■ **TEXT EXCERPT**
= = = =

I don’t know much about Brisbane, Australia’s Cedarsmoke. So I apologize if this review comes off a bit Law & Order-ish, a show which I can’t claim to have ever seen an entire episode of but have only caught bits and pieces of in places like bars, hospital waiting rooms and the occasional visit to the nursing home back a ways when my grandparents were still alive.
What I do know is that Cedarsmoke plays a form of down tempo psych-infused indie rock that is easily palatable. Their curt bio describes their six-song EP (is it their debut? third? fifth?) False Start to the Rat Race as “six songs played by five people, recorded live.” And bravo to such an interesting and witty title as False Start to the Rat Race which offers a few clues to the mystery of which we are about to delve into.
For what is the “rat race” but a comical analogy for most of the world’s daily life? We wake. We rush to punch the clock in order to be able to fill our lives with the countless amounts of trash being thrown at us. The forty-plus-hour work week pays for our comfortable beds, our expensive drinks, our virtual realities which helps us escape from our real ones. They provide a momentary escape from the plebeian doldrums many of us find ourselves in; are you living to work or just working to live?
This seems to be the question asked on “Wasteland Blues” the opening track of False Start to the Rat Race. Ethereal and angry guitars mesh with the opening lyrics “It’s a small world if you have big dreams / But all I want is a shirt on my back and a place to sleep / I don’t need to own land I won’t have time to roam,” sung by…let’s call him X (I have by this point abandoned my detective show gig and going along with something a little more off the cuff. Think of this as a Shakespearean aside and bear with me. A rose by any other name and all that…).

= = = =

■ **DATASET CONTENT**
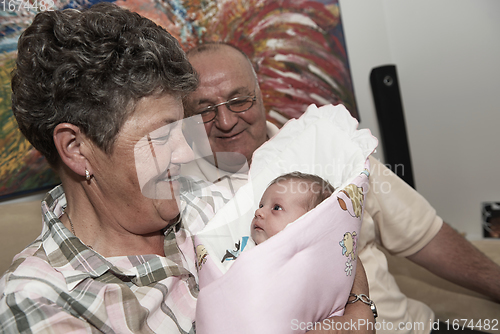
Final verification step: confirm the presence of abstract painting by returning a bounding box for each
[0,0,359,199]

= = = =

■ **WHAT YOU ARE ASKED TO DO**
Write what comes next in the review of Cedarsmoke's EP, starting right after its last sentence. The lines above have nothing to do with the text.

■ **RESPONSE AREA**
The sweet and catchy yet superfluously noisy “Hollow” our friend X with his angsty and scratchy vocals sounds like a man that has just woken up and hasn’t had coffee yet. He also sounds like he has been screaming all night and now, still trying to venerate himself is stumbling around trying to get his point across. Behind all this wandering madness is a synthesizer that sounds like a four thousand strong child choir and delicious drum fills, and a waterfall of effects-the fuck out- guitars. Old X doesn’t disappoint on the drunken and spacey rant of “Just Say So” a song I felt myself taking to heart. Here X, (yes we’re at it again with this) gets down to it, calling it out with “why don’t you just say so.” Easier said than done my friend as you probably know.
False Start to the Rat Race is a record filled with tumultuousness of every kind. It’s an ode, a paean to what many of us feel; the world is shit but we’re not ready to die yet so we’re just gonna keep dealing until we do. It’s fun and angst ridden and pretty rocking. If you’ve ever begun a sentence with “I hate…” give False Start to the Rat Race a few moments of your time.